Task statement:
Retype exactly the stretch of lines that begins at the line containing "Identify the arched" and ends at the last line of the data, with no other lines.
***
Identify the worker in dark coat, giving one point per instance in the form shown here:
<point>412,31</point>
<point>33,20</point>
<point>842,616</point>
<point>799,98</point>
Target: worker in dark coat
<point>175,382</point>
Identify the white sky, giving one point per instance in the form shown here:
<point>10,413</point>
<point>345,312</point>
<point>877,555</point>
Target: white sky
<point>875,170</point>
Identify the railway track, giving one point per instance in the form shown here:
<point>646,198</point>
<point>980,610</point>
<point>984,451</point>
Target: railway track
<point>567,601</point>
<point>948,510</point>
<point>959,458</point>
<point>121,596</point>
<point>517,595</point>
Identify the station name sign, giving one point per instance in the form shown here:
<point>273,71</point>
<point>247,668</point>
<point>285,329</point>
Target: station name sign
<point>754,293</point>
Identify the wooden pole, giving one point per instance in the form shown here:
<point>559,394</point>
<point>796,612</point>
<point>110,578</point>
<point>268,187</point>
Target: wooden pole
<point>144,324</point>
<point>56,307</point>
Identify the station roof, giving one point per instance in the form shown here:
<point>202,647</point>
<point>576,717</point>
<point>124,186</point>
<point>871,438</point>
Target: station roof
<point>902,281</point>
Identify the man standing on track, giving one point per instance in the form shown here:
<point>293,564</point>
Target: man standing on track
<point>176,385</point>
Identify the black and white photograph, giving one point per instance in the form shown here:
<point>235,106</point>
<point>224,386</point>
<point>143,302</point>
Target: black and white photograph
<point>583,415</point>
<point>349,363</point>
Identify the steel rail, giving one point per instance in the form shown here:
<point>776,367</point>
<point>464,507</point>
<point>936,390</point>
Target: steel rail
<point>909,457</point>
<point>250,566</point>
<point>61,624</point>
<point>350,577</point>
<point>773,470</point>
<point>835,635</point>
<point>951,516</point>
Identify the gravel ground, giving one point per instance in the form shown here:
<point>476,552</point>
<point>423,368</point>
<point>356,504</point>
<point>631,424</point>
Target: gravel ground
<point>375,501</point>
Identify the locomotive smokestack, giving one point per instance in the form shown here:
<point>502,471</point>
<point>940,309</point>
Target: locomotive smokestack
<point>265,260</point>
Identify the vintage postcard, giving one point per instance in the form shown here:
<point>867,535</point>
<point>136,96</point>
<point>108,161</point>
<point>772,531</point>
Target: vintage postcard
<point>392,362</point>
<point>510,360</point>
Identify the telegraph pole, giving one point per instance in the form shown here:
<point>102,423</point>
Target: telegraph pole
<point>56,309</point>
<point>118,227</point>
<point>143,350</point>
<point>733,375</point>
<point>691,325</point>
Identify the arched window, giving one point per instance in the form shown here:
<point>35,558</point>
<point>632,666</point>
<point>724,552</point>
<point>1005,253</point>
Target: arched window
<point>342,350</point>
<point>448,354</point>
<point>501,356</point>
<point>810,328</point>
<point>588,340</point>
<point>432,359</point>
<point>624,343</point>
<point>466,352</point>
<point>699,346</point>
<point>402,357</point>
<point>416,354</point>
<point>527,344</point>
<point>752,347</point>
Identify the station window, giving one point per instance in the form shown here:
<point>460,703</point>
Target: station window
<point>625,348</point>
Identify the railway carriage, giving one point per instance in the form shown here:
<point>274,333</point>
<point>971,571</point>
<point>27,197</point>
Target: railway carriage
***
Worked solution:
Identify the arched window, giving one point per instance in the form shown here:
<point>35,558</point>
<point>632,666</point>
<point>724,552</point>
<point>1005,253</point>
Target: arched window
<point>342,350</point>
<point>448,354</point>
<point>501,356</point>
<point>810,328</point>
<point>588,340</point>
<point>432,359</point>
<point>624,343</point>
<point>466,352</point>
<point>699,346</point>
<point>402,357</point>
<point>416,354</point>
<point>527,344</point>
<point>752,347</point>
Identify the station window, giving one point per instance in the form shown here:
<point>460,703</point>
Target: station window
<point>625,348</point>
Identify the railway carriage, giving one point per instance in the form shown here:
<point>274,333</point>
<point>971,571</point>
<point>27,197</point>
Target: railway carriage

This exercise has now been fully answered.